◆ **AIM OF THE TASK**:
Return, word for word, the stretch of the crate-training cats text below that opens with the words containing "Adult cats who" and closes with "add the door.".

----- EXCERPTED TEXT

How do you crate-train a cat? Kittens’ natural curiosity often will lead them to explore any space that contains food, water, a few toys, and some sort of bedding. Many cats find a towel or old t- shirt or sweatshirt (depending on the size of the cat and the crate) carrying their people’s scent most comforting.  Placing the crate in a secure setting, such as the owner’s bedroom, will further enhance its appeal. Many cats also prefer higher quarters, especially if other animals and young children populate the household, and putting the crate up on a bench or bureau will increase its attraction.

Adult cats who associate their carriers with trips to the dreaded veterinary clinic require a bit more ingenuity. First, take a hint from where and on what the cat sleeps outside the crate and try to duplicate those bedding conditions. Some cats prefer smoother textures while others opt for fuzzy bedding. Sometimes just putting the cat’s bed or favorite bedding in the crate will do the trick. Other times you may need to dismantle the crate and accustomed the cat to only the bottom first, playing with, feeding, and otherwise positively interacting with the animal in this space to neutralize any previous bad associations. Once the cat accepts this, attach the top of the carrier and accustom the cat to it too. Once the cat accepts both the top and the bottom, then add the door.

----------
----- INFORMATION PROVIDED

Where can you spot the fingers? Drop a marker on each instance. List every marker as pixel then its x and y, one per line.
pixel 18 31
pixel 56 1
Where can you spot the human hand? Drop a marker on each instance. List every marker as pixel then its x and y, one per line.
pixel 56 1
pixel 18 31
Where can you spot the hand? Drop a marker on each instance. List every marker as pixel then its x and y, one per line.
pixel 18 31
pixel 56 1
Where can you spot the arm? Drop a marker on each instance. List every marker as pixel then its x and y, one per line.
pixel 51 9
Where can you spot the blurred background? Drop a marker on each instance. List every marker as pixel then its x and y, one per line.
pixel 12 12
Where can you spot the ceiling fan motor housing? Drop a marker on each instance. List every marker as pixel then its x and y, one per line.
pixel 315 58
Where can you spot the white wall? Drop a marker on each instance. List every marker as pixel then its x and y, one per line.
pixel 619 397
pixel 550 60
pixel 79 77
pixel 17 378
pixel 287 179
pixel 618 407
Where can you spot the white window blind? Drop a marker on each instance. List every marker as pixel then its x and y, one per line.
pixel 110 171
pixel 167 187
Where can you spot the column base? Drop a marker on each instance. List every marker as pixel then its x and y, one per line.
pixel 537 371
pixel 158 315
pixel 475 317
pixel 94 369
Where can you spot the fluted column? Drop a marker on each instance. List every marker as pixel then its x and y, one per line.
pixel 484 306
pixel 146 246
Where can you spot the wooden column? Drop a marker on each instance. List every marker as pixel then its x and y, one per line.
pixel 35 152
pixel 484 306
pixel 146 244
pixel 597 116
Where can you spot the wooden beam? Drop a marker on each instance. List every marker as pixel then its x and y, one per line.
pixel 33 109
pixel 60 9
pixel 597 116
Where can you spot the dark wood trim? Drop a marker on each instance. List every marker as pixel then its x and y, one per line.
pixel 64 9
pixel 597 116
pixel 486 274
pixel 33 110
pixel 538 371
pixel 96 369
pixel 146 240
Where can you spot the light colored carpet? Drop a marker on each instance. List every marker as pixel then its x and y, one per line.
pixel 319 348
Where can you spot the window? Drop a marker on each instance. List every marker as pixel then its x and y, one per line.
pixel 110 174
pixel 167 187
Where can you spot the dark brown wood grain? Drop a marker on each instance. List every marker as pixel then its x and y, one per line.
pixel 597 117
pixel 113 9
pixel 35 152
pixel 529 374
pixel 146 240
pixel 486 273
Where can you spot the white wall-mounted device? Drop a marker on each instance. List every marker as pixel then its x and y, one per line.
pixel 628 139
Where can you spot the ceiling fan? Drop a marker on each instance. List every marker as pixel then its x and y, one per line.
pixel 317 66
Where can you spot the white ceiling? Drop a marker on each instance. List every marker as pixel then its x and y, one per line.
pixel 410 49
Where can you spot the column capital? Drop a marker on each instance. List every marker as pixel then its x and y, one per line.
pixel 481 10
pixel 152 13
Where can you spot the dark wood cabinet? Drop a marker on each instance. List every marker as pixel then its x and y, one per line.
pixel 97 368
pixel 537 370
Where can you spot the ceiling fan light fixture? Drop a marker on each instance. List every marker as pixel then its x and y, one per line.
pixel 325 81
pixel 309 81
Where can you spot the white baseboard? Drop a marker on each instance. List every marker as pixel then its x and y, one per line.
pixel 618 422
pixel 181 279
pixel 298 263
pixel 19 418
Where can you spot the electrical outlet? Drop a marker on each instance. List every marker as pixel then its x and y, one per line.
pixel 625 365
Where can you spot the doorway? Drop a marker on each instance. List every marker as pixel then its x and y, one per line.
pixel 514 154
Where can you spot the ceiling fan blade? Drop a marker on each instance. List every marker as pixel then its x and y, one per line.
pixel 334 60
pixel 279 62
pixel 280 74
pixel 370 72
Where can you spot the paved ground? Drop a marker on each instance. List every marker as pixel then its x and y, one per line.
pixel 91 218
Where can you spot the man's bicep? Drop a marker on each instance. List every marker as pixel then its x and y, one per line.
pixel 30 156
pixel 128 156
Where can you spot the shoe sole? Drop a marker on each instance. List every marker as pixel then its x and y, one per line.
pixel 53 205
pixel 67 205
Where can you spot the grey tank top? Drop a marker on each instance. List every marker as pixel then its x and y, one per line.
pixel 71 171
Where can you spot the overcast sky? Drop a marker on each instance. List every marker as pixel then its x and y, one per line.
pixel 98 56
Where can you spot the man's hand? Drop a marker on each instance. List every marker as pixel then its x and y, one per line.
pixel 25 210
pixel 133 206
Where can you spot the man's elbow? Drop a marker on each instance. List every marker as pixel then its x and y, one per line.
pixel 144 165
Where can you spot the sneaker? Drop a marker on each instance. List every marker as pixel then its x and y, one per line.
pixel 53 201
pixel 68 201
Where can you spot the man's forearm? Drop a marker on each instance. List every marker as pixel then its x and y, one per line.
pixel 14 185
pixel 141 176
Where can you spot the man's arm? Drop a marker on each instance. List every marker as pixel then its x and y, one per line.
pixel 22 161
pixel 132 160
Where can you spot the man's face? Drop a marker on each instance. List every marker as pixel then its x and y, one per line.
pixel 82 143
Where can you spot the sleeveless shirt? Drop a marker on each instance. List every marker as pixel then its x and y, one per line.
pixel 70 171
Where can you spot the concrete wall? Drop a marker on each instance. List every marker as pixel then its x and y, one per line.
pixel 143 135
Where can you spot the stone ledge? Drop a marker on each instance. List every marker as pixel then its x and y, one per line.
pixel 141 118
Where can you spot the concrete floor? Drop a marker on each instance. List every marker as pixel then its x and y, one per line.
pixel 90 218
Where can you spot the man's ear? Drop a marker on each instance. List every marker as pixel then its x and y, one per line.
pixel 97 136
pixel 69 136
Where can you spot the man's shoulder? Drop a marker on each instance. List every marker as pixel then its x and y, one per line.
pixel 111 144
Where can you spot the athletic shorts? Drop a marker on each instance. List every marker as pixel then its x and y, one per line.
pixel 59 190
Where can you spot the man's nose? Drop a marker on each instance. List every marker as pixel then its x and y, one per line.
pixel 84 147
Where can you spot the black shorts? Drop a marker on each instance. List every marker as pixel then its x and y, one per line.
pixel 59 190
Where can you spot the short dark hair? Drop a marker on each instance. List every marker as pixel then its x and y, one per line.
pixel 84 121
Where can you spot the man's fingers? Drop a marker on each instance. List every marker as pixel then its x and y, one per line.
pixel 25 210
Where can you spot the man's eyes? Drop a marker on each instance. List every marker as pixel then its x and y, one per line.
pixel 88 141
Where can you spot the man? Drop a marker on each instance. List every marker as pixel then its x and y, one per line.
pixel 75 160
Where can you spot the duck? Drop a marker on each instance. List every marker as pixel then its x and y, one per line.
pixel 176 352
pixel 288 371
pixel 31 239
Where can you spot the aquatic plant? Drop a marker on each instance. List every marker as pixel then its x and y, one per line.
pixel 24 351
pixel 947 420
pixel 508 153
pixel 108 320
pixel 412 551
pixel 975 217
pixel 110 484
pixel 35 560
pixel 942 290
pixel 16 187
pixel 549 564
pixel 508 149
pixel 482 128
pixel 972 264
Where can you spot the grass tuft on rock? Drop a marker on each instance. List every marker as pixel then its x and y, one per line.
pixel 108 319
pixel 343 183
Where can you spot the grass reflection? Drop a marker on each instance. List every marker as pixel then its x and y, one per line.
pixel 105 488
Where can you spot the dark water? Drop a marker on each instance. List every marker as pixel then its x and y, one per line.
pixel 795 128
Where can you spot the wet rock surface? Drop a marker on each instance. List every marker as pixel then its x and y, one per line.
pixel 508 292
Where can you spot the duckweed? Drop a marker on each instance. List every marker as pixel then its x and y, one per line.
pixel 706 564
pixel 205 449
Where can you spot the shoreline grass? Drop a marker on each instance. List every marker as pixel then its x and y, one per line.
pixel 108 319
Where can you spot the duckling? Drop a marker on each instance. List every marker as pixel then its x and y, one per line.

----------

◆ **RESPONSE AREA**:
Adult cats who associate their carriers with trips to the dreaded veterinary clinic require a bit more ingenuity. First, take a hint from where and on what the cat sleeps outside the crate and try to duplicate those bedding conditions. Some cats prefer smoother textures while others opt for fuzzy bedding. Sometimes just putting the cat’s bed or favorite bedding in the crate will do the trick. Other times you may need to dismantle the crate and accustomed the cat to only the bottom first, playing with, feeding, and otherwise positively interacting with the animal in this space to neutralize any previous bad associations. Once the cat accepts this, attach the top of the carrier and accustom the cat to it too. Once the cat accepts both the top and the bottom, then add the door.